===== ENTRIES SHOWN

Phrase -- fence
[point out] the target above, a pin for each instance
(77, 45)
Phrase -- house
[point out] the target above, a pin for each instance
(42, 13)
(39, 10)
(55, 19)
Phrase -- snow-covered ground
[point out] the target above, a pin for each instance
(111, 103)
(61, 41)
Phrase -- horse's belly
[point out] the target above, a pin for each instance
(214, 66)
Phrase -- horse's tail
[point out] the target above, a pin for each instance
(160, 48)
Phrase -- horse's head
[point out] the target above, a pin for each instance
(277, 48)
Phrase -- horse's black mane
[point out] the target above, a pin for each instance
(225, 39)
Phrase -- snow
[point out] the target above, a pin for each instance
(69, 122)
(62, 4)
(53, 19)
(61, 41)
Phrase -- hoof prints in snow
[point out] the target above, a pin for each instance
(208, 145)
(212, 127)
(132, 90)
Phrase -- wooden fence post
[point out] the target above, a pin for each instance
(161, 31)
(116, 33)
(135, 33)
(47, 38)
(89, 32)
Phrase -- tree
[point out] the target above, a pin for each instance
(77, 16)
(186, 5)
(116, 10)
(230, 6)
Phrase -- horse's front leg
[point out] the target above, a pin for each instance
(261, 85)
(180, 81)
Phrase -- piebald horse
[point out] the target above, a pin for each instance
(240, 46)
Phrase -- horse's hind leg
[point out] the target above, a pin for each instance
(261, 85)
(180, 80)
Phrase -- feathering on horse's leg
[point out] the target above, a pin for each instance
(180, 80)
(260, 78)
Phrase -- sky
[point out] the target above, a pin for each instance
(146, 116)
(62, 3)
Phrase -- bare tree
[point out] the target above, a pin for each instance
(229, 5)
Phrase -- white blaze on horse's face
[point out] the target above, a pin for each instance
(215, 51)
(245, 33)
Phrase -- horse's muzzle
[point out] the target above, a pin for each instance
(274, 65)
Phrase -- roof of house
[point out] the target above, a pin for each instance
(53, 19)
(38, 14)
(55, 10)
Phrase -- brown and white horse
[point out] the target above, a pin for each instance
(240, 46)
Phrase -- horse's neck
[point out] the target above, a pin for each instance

==========

■ **REQUEST**: Quote all of the rows above verbatim, reproducing each character and line break without change.

■ **EXERCISE RESPONSE**:
Phrase -- fence
[point out] the target above, a pin for each instance
(77, 45)
Phrase -- house
[point out] the target above, a pin for each instance
(42, 13)
(39, 10)
(55, 19)
Phrase -- snow-covered ground
[point out] the target above, a pin for each instance
(111, 103)
(61, 41)
Phrase -- horse's belly
[point out] the target above, a pin for each instance
(214, 66)
Phrase -- horse's tail
[point out] the target above, a pin for each instance
(160, 48)
Phrase -- horse's head
[point out] the target above, a pin for each instance
(277, 48)
Phrase -- horse's black mane
[point out] the target above, a pin for each instance
(225, 39)
Phrase -- snow
[point out] the target above, a pin for each instance
(69, 122)
(62, 4)
(53, 19)
(61, 41)
Phrase -- hoof prints in snow
[point out] the target above, a pin for each instance
(208, 145)
(212, 127)
(132, 90)
Phrase -- wooden fence post
[point out] the target above, a pin for each instance
(161, 31)
(116, 33)
(135, 33)
(47, 38)
(89, 32)
Phrase -- tree
[point out] the target above, a pin for each instance
(77, 16)
(186, 5)
(116, 10)
(230, 6)
Phrase -- horse's front leg
[point out] the target above, a pin for each instance
(261, 85)
(180, 81)
Phrase -- piebald horse
[point out] the target above, a pin for each instance
(240, 46)
Phrase -- horse's hind leg
[point out] the target above, a pin for each instance
(261, 85)
(180, 80)
Phrase -- feathering on horse's leg
[point out] the target above, a pin for each instance
(180, 80)
(260, 78)
Phrase -- sky
[point out] the target above, a pin for each instance
(146, 116)
(62, 3)
Phrase -- bare tree
[point out] the target above, a pin for each instance
(229, 5)
Phrase -- white blaze on horse's face
[point out] the target above, a pin for each instance
(215, 51)
(245, 33)
Phrase -- horse's muzzle
[point out] the target above, a pin for each instance
(274, 65)
Phrase -- roof of house
[point out] the target above, a pin for each instance
(53, 19)
(38, 14)
(55, 10)
Phrase -- brown and white horse
[point out] the target above, a pin for each instance
(240, 46)
Phrase -- horse's neck
[point out] the target above, a pin for each instance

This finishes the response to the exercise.